MATERIAL PROVIDED:
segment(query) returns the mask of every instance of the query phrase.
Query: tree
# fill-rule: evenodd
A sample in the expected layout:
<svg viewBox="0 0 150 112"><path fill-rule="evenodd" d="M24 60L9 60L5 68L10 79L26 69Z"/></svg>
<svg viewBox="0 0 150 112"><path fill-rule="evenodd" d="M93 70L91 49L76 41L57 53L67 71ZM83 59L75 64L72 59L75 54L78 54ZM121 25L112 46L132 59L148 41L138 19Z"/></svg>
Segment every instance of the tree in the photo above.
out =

JOB: Reproduce the part of the listing that opens with its first line and closes with the line containing "60L9 60L5 68L10", substituting "format" for "layout" and leaving everything else unchanged.

SOLUTION TO THE EXERCISE:
segment(query) returns the mask of every instance of the query phrase.
Query: tree
# fill-rule: evenodd
A sample in the expected format:
<svg viewBox="0 0 150 112"><path fill-rule="evenodd" d="M24 60L9 60L5 68L10 79L26 69Z"/></svg>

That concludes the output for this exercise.